## What needs to be done
Which lines in the records below contain the string "coat"? Return each of them in full.

## Information shown
******

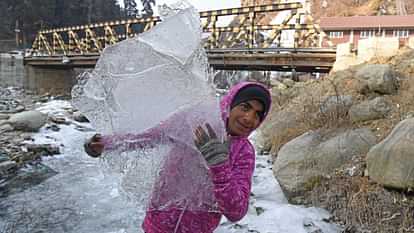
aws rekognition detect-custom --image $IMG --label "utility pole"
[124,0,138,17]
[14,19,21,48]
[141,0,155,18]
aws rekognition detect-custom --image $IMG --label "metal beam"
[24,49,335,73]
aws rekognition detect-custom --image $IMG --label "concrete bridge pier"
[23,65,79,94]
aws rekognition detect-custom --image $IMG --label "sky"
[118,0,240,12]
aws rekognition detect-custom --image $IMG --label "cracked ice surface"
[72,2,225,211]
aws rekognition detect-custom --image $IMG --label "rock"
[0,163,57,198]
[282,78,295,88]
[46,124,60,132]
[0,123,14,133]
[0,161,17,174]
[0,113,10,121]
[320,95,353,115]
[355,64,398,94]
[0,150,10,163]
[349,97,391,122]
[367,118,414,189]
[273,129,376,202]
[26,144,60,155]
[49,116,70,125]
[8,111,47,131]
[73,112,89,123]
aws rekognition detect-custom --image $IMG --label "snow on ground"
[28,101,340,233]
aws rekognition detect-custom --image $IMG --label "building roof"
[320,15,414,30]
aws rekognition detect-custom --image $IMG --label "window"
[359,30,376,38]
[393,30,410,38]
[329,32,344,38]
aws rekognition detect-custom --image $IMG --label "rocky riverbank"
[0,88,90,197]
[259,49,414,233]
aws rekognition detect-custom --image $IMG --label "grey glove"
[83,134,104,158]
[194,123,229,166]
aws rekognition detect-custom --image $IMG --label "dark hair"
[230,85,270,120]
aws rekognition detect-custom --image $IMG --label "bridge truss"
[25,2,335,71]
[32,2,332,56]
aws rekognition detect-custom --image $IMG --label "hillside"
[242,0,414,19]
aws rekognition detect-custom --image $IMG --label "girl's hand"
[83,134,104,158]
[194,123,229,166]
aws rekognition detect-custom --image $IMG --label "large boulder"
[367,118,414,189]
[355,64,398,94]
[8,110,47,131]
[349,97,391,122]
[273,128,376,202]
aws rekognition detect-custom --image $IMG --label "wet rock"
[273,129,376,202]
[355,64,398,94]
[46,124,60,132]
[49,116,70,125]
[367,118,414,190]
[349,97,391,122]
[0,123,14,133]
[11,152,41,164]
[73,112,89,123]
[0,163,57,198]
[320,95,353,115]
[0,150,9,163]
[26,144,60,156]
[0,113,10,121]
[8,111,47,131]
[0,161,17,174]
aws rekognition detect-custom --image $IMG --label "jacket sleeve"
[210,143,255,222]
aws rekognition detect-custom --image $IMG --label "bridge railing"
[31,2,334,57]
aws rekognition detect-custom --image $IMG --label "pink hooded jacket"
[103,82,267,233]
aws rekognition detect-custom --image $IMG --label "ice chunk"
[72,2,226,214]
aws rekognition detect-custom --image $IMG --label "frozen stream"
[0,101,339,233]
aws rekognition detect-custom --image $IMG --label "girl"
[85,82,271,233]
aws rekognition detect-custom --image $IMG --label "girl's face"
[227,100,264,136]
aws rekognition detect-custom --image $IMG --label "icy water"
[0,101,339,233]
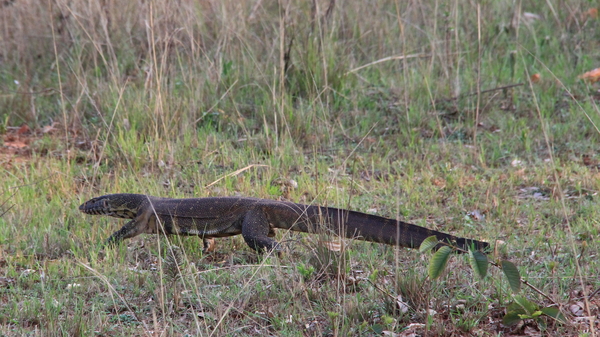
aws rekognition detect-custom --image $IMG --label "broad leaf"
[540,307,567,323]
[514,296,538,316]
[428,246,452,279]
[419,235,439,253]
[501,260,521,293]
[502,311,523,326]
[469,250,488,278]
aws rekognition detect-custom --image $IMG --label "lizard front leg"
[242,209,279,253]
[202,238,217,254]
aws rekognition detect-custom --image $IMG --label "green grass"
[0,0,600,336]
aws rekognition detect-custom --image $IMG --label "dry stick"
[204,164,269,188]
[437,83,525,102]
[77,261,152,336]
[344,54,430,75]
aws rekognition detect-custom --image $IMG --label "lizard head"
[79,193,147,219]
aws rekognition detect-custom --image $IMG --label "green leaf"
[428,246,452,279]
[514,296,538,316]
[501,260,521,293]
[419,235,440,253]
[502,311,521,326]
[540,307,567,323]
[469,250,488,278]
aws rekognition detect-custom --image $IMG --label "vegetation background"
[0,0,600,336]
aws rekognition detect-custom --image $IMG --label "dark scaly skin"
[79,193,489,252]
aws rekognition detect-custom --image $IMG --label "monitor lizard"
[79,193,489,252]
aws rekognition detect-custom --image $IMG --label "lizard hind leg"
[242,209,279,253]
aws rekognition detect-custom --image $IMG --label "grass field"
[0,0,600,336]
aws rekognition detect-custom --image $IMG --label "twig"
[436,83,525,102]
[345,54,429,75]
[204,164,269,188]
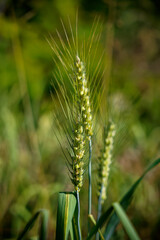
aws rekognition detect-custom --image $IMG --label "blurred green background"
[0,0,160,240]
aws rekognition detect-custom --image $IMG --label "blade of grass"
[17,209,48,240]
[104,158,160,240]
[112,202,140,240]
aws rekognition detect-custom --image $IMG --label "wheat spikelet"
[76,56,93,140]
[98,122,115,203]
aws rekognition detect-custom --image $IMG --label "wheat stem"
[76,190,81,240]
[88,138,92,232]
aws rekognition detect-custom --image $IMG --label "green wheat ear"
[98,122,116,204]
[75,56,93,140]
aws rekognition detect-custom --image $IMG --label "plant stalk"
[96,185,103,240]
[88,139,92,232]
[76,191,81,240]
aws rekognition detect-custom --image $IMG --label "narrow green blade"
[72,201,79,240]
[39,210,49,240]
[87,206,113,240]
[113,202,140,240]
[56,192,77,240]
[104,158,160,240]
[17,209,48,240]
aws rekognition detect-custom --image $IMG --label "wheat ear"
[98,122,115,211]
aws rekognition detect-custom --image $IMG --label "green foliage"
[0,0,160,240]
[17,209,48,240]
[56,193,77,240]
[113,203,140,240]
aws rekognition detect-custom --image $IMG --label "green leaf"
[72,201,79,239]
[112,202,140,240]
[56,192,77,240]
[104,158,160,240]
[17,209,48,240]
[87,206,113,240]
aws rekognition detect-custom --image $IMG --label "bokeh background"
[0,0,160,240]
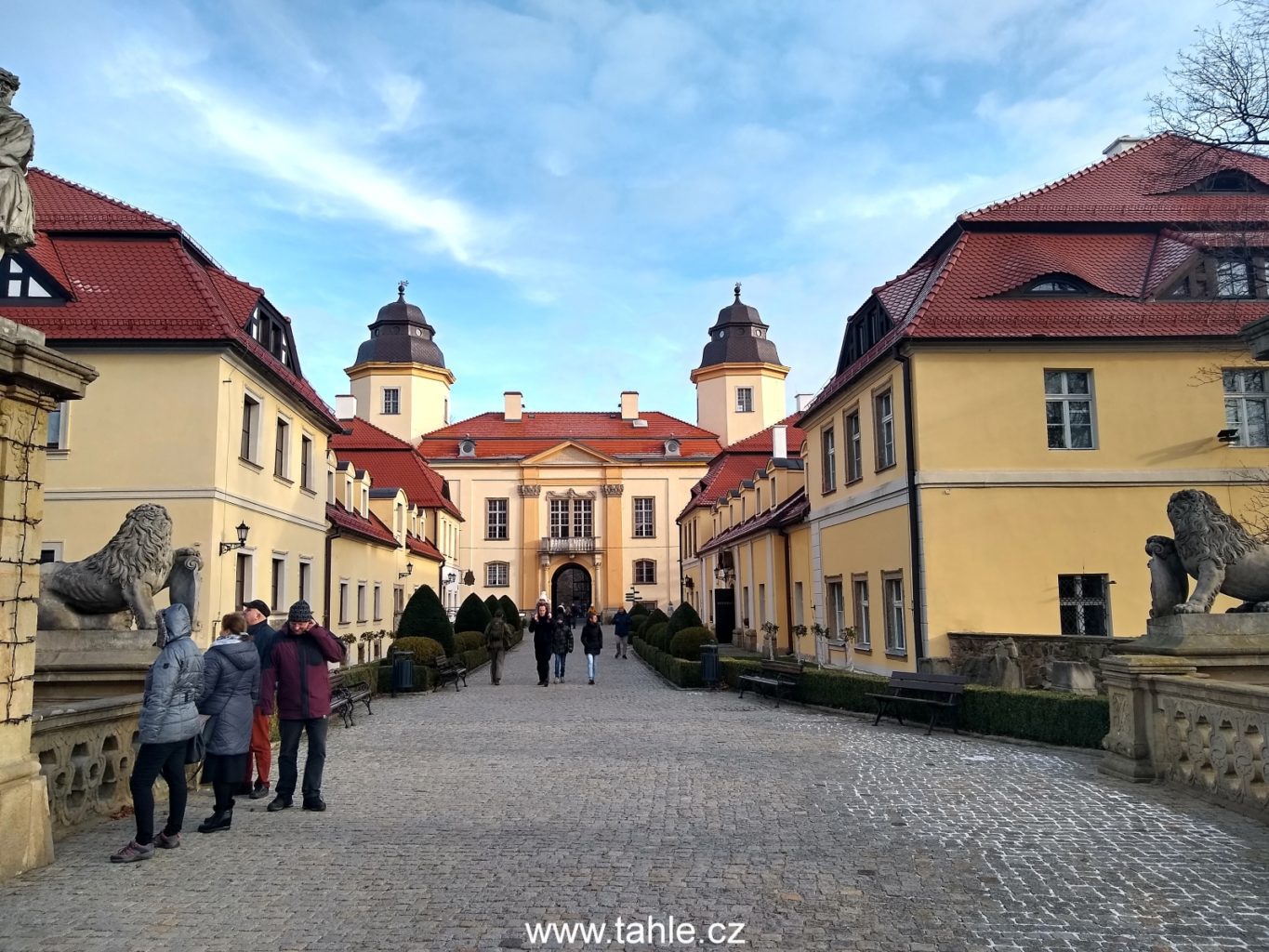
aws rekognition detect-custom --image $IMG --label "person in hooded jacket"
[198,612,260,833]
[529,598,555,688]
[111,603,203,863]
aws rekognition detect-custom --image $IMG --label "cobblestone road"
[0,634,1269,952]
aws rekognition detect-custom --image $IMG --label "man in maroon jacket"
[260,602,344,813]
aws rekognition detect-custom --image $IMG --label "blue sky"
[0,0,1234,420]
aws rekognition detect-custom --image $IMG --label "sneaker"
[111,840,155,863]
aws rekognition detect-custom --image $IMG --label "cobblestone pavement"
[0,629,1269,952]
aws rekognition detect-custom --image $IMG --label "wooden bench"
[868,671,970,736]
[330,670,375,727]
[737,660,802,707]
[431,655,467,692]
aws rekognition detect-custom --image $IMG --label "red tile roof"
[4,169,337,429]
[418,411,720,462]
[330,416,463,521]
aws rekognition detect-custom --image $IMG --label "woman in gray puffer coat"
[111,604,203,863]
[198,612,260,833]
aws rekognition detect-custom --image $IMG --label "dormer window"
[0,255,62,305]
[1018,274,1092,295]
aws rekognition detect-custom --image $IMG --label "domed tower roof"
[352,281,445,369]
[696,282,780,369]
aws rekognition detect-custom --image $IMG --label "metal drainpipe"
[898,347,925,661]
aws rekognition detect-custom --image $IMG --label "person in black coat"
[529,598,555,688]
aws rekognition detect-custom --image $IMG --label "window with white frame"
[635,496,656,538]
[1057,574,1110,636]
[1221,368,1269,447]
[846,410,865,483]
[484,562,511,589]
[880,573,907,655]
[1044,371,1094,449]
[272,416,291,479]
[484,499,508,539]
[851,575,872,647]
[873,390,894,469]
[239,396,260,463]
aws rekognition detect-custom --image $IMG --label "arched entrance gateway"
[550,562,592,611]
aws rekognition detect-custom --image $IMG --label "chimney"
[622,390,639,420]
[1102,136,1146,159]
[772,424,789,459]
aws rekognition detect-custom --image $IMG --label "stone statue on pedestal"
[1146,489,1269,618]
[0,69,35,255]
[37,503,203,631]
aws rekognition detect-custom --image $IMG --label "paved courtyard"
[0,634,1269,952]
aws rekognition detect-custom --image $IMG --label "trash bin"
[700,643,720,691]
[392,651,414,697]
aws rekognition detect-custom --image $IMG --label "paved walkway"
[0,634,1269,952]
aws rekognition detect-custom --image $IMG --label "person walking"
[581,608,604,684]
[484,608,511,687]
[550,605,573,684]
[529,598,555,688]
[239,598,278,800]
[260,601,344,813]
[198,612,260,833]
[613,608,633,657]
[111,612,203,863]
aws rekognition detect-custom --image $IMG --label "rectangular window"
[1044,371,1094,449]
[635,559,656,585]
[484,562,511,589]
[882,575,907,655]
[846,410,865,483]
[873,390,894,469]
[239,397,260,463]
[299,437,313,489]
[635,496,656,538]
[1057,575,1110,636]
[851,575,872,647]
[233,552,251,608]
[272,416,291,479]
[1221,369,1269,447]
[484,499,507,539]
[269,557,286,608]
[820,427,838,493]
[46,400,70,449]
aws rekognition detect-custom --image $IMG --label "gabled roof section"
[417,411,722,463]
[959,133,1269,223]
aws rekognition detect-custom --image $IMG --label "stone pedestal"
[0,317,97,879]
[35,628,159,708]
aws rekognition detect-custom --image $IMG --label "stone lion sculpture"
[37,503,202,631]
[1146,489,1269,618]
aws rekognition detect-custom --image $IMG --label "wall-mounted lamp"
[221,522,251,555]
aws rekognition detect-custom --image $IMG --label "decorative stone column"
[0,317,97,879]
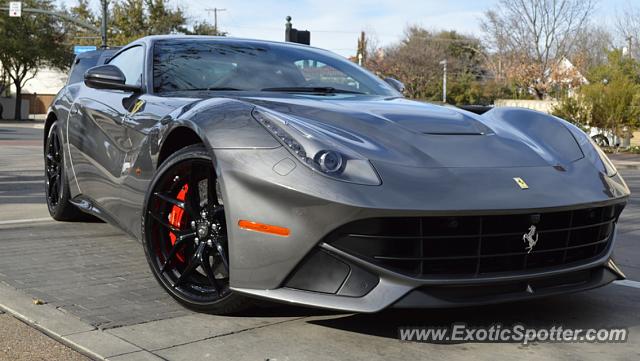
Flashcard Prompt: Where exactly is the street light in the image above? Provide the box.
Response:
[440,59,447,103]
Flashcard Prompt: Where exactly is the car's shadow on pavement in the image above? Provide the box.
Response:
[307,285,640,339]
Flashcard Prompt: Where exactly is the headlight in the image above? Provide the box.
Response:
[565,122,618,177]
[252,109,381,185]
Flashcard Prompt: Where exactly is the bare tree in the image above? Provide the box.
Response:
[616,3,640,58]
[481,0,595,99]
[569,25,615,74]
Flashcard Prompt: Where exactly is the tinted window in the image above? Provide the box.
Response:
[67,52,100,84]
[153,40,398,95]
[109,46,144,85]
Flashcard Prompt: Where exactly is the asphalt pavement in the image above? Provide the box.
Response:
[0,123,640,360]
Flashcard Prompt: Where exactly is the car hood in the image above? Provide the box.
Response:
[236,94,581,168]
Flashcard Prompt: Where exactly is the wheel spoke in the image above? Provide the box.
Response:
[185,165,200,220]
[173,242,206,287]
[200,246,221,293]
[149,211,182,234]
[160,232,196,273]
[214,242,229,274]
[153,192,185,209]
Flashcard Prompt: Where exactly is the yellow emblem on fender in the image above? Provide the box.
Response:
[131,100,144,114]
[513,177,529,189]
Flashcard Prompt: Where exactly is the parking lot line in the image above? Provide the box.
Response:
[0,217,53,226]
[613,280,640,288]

******

## Exercise answer
aws rekognition detect-custom --image $IMG --label "woman in gray puffer coat"
aws rekognition detect-custom --image $IMG --label "person in black coat"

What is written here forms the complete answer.